My guessing is that the age and education is the hidden factor here; the count of the zip codes reflect the age distribution and the education there. To see if I'm right, I went to [zipatlas.com](http://zipatlas.com/us/oh/cincinnati.htm) to see the location and the age distribution of some of the zip codes.

I was right. The top two zip codes, [45202](http://zipatlas.com/us/oh/cincinnati/zip-45202.htm) and [45219](http://zipatlas.com/us/oh/cincinnati/zip-45219.htm), are located near [University of Cincinnati](https://goo.gl/maps/Ph5UJZbxa4p) (UC) and most people are between 20 and 30 in age, and I believe that most of them were once studying at UC. On the other hand, [45211](http://zipatlas.com/us/oh/cincinnati/zip-45211.htm), the most populated zip code, is far away from UC and most people are over 30 in age.

I am saying this because bothering about contributing to OSM needs someone who is first aware that OSM even exists and second can deal with it.

It is really hard to think of a solution for this unbalance. I might say that the contributors get extra credit if they put information about the locations that are important but has little information.


### Implementing the solution
* **Benefit**
    * The data are clearly not even close to complete and encouraging more contributions will help in completing the data.
   
* **Difficulties**
   * Obviously you can not contribut unless you know what are you doing, and people usually don't know alot about further location.
   * Some, or many, of those who could contribute are either foreign students or comming from different states, so they don't know much about the far locations from UC.
   
---

## File sizes

* Cincinnati.xml  ---> 89.6MB  <-- (The raw file)
* Cincinnati.db   ---> 61.5MB <-- (The SQL file)
* nodes.csv      -------> 32.7MB
* nodes_tags.csv --> 674KB
* ways.csv     ---------> 4.3MB
* ways_tags.csv  -----> 5.6MB
* ways_nodes.cv  -----> 11.8MB

(Saved entries)
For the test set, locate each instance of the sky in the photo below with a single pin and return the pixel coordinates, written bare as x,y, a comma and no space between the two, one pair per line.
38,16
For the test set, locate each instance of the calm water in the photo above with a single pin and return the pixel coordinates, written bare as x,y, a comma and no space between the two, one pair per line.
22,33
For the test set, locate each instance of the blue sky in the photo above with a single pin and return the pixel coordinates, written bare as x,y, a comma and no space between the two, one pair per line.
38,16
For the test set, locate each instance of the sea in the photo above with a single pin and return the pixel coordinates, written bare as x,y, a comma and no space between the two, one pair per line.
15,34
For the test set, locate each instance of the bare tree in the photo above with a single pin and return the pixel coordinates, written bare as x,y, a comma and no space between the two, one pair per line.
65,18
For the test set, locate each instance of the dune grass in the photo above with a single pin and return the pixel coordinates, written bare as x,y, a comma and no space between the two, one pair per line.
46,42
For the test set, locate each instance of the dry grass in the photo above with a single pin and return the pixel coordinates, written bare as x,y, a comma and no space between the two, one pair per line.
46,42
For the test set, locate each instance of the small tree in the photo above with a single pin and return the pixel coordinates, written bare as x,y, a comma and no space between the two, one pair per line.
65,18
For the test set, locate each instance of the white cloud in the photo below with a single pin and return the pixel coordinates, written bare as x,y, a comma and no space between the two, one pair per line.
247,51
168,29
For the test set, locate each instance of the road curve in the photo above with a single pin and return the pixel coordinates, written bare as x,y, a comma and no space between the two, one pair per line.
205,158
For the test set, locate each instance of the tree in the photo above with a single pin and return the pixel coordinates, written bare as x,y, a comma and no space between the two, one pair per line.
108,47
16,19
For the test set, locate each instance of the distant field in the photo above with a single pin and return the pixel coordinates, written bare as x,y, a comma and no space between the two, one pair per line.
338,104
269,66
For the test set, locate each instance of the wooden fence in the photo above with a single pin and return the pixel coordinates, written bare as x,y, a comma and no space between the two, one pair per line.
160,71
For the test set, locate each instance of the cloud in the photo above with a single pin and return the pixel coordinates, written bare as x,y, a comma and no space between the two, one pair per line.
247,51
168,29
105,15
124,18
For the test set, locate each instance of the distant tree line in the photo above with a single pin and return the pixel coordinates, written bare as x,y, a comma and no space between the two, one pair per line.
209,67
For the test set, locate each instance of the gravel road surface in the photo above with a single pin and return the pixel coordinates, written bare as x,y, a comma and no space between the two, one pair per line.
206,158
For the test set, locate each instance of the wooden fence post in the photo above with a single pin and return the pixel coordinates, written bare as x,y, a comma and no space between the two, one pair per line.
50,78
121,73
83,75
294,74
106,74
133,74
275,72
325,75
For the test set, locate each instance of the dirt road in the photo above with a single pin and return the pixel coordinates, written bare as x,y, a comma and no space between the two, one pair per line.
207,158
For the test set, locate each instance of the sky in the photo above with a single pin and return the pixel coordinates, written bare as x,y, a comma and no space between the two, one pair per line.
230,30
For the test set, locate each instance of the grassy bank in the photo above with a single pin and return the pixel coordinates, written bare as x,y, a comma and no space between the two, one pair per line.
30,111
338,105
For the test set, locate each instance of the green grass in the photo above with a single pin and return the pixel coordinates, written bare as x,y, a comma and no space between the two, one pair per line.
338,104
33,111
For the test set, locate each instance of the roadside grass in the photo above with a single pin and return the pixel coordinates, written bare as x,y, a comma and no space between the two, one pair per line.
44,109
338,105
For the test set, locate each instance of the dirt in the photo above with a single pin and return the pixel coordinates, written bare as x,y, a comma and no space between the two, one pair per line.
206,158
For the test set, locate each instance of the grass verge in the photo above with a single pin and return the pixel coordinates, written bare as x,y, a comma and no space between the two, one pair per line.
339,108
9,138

__REQUESTS__:
1. For the write-up on Cincinnati map data, decide whether each statement agrees with the text: (a) Zip code 45211 lies close to the University of Cincinnati. (b) The text calls the data close to complete. (c) In the top two zip codes, most people are between 20 and 30 years old. Answer yes or no for each, and quote the words from the text that settle it.
2. Print the part of the Cincinnati map data write-up that begins at the words "### Implementing the" and ends after the words "locations from UC.".

__ANSWERS TO THE TASKS__:
1.
(a) No: "is far away from UC"
(b) No: "The data are clearly not even close to complete"
(c) Yes: "most people are between 20 and 30 in age"

2.
### Implementing the solution
* **Benefit**
    * The data are clearly not even close to complete and encouraging more contributions will help in completing the data.
   
* **Difficulties**
   * Obviously you can not contribut unless you know what are you doing, and people usually don't know alot about further location.
   * Some, or many, of those who could contribute are either foreign students or comming from different states, so they don't know much about the far locations from UC.